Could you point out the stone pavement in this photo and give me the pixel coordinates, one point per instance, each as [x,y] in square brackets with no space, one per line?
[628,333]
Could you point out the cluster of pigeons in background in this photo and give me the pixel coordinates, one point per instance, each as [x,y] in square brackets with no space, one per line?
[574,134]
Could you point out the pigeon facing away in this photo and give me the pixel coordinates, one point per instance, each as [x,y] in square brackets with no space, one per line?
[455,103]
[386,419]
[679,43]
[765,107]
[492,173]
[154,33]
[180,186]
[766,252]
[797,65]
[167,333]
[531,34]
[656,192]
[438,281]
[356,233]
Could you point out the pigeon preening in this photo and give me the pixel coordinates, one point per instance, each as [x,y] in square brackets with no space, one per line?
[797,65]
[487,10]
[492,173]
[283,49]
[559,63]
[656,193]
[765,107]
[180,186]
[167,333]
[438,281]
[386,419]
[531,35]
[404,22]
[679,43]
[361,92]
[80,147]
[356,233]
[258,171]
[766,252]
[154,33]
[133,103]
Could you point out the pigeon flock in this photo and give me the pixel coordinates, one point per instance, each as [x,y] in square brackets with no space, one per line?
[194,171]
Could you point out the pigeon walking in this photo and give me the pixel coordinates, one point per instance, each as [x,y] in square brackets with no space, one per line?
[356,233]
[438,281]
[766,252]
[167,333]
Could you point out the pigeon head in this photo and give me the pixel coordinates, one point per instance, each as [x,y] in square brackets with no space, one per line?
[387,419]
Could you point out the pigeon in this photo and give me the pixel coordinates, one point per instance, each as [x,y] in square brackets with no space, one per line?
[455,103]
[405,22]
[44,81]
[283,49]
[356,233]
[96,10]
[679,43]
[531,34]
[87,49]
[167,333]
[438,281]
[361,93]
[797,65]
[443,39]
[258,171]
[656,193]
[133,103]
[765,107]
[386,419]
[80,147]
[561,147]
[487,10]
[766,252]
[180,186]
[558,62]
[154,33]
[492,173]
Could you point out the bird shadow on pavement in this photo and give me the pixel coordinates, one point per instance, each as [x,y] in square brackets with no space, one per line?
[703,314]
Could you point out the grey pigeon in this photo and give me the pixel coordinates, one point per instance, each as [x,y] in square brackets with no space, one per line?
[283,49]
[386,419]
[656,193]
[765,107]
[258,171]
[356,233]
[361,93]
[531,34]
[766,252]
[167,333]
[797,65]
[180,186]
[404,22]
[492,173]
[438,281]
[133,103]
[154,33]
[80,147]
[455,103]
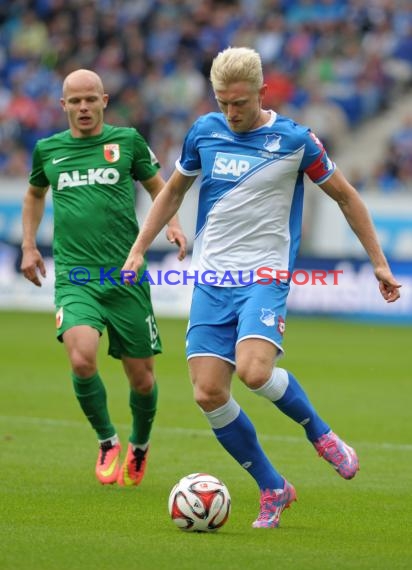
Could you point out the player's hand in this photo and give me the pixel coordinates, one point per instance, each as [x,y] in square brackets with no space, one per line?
[388,286]
[32,264]
[174,234]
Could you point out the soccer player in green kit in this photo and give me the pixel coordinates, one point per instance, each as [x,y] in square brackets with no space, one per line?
[92,168]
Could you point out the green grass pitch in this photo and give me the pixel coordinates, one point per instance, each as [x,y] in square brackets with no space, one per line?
[55,516]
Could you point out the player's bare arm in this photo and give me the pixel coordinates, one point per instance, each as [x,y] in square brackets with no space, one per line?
[357,216]
[164,207]
[174,232]
[33,209]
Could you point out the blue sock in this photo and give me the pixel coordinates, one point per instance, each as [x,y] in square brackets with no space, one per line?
[239,439]
[286,393]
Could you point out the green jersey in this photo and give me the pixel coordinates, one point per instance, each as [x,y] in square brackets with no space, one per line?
[94,194]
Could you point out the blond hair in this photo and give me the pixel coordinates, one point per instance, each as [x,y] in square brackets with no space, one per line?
[236,64]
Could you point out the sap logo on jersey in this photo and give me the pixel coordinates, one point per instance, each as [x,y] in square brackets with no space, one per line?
[233,166]
[93,176]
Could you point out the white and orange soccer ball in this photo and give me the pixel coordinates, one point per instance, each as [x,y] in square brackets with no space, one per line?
[199,502]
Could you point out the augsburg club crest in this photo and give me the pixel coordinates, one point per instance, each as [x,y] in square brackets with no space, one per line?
[111,152]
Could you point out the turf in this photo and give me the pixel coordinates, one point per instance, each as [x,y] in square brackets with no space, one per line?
[55,516]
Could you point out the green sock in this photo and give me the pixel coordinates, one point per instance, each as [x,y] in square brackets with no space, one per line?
[143,413]
[92,398]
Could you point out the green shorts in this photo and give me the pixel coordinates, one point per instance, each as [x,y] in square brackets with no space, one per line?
[126,312]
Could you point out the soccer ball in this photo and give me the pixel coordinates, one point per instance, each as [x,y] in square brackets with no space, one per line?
[199,502]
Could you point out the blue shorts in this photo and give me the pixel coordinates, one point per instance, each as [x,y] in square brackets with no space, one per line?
[220,317]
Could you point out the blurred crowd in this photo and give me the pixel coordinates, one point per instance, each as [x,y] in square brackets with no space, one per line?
[331,64]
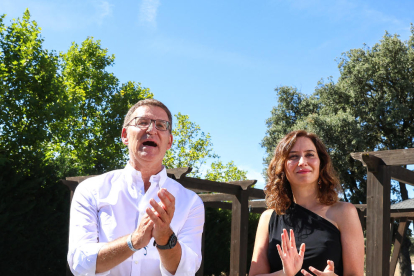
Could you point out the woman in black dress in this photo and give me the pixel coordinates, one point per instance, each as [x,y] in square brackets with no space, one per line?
[303,209]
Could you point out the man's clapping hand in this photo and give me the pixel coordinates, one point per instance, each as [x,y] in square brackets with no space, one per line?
[161,215]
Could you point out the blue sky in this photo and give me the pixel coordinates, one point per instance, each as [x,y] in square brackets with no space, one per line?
[220,61]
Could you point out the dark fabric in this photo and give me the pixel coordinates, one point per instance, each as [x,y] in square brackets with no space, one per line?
[321,237]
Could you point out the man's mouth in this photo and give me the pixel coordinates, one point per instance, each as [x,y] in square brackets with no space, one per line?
[150,144]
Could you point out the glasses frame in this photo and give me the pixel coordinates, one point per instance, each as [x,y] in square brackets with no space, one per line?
[152,122]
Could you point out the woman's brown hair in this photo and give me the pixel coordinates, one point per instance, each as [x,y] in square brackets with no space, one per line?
[278,191]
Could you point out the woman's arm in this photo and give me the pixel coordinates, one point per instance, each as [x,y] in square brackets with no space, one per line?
[352,239]
[260,264]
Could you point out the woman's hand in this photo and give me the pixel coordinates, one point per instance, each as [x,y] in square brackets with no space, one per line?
[292,260]
[328,271]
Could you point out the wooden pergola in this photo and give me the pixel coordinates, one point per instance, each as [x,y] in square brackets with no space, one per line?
[382,166]
[231,195]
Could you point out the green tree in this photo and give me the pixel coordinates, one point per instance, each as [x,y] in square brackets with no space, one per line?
[61,115]
[191,147]
[368,108]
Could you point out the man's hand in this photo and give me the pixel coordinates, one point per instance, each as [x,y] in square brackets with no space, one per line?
[143,234]
[161,215]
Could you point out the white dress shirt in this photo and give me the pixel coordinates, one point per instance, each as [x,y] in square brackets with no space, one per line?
[112,205]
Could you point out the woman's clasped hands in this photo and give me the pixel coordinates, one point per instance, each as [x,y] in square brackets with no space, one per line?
[292,260]
[328,271]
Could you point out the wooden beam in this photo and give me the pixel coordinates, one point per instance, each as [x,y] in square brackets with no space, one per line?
[399,237]
[403,175]
[372,162]
[256,193]
[239,234]
[378,218]
[245,184]
[390,157]
[79,179]
[209,186]
[216,205]
[407,215]
[216,197]
[257,204]
[178,173]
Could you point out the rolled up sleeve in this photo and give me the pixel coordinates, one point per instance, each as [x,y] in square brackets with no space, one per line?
[83,234]
[189,238]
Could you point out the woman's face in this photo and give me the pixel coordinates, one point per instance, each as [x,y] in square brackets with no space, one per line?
[302,164]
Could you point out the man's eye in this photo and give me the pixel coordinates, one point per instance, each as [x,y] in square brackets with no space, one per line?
[143,122]
[160,125]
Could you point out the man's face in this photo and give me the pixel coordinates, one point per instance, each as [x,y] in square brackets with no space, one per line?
[147,146]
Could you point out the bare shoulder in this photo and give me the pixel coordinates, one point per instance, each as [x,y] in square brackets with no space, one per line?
[266,215]
[264,221]
[344,214]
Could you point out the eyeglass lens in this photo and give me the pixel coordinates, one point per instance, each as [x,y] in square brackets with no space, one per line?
[146,122]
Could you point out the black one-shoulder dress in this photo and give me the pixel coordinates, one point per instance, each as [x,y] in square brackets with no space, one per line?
[321,237]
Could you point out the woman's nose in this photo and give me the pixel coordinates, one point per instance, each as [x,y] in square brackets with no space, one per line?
[302,160]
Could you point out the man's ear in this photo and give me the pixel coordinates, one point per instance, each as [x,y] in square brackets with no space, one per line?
[124,136]
[171,139]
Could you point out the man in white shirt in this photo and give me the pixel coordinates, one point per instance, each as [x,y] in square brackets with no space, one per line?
[137,221]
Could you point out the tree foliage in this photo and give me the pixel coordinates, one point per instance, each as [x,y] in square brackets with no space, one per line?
[369,108]
[61,115]
[193,148]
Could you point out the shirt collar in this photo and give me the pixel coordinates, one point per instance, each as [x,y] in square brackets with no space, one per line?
[136,177]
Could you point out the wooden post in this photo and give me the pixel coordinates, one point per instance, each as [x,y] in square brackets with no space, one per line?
[378,218]
[399,237]
[200,271]
[239,234]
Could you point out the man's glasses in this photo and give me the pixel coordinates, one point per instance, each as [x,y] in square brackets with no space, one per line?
[144,123]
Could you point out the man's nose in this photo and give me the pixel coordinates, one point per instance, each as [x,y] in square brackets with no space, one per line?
[151,127]
[302,161]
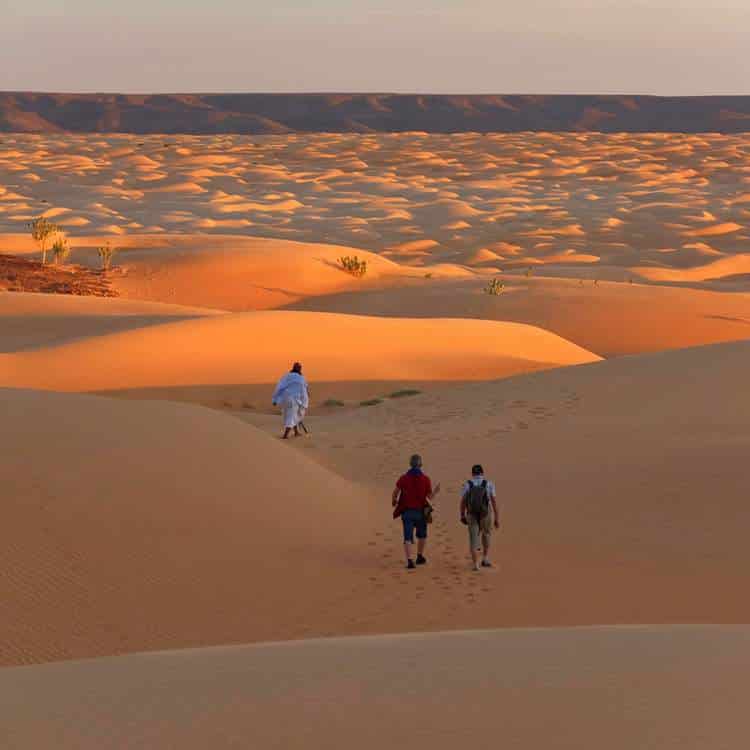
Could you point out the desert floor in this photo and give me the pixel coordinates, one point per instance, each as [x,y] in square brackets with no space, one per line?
[200,583]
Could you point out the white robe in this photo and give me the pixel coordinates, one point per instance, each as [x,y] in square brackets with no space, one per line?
[291,394]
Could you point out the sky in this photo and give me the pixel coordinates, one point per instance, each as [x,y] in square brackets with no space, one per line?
[668,47]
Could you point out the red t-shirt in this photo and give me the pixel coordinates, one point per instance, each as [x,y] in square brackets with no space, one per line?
[415,488]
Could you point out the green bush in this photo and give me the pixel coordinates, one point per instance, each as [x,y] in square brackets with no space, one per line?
[494,287]
[60,249]
[42,230]
[353,265]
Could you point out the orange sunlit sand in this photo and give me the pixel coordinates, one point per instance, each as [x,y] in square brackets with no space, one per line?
[149,505]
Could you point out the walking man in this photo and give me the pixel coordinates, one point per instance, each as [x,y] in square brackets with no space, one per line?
[411,498]
[292,395]
[479,512]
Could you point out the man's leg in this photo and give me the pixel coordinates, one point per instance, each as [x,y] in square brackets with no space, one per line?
[486,538]
[474,542]
[421,541]
[408,538]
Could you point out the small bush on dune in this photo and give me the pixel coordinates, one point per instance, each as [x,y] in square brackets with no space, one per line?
[42,231]
[106,252]
[60,249]
[494,287]
[353,265]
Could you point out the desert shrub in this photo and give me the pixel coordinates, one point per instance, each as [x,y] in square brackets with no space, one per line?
[494,287]
[106,252]
[353,265]
[60,249]
[42,230]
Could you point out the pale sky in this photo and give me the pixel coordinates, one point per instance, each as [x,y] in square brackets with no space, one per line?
[426,46]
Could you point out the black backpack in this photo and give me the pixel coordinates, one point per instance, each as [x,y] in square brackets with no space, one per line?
[478,499]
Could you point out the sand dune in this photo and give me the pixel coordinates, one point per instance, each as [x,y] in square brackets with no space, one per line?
[132,526]
[256,348]
[28,321]
[608,318]
[608,474]
[723,268]
[558,199]
[619,688]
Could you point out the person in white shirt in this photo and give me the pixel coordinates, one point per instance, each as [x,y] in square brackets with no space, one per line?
[479,512]
[293,396]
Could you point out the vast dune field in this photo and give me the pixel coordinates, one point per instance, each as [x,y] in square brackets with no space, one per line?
[213,585]
[600,203]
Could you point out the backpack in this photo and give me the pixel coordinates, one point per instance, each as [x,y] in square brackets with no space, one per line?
[478,499]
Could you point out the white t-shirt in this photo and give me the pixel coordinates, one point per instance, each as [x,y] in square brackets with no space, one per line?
[476,481]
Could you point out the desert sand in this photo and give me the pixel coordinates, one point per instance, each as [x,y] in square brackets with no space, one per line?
[619,688]
[149,505]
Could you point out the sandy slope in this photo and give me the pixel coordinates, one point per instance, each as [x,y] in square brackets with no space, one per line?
[618,688]
[622,483]
[608,318]
[132,526]
[28,321]
[258,347]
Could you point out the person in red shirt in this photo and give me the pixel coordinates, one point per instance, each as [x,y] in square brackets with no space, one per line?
[411,497]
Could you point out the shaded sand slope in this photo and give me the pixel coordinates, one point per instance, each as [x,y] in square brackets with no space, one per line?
[132,526]
[256,348]
[618,688]
[623,484]
[608,318]
[28,320]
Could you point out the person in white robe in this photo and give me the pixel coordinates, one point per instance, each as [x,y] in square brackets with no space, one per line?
[293,396]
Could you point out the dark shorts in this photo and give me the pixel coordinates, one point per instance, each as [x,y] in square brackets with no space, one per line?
[414,520]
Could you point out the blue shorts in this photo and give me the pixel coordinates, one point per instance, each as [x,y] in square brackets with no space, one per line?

*What to work on*: After locating the line that contains "Could you point out the sandy", output it and the remaining lines of the material above, exactly as they read.

*Task output*:
Could you point out the sandy slope in this photo and give me the pixel coordinates, one point per instance, each as [x,y] in square brackets with no space, one per line?
[618,688]
[622,483]
[608,318]
[132,526]
[28,321]
[258,347]
Could you point out the person in red shirt in this photo and give me the pixel coordinates, one point per instance, each as [x,y] in square brackets with no space, one per line?
[411,497]
Could you point out the shaded sand slope in this photo and give me the pixel coordinates, one point per instance, each as [x,y] in square brackets with no space, one per line?
[132,526]
[256,348]
[618,688]
[623,484]
[608,318]
[28,320]
Could you point out the person in white robe in this photo and give me the pixel coordinates, one point per instance, each as [x,y] in square brackets with no space, one per line?
[293,396]
Could you point out the dark shorts in this photo and give me the pixel coordinates, one point per instance, each as [x,y] in square brackets with no space, one per line?
[414,520]
Could you point out the blue shorts in this photo and give me the pixel coordinates, one point per instance, each as [x,y] in square brackets with no space, one per line?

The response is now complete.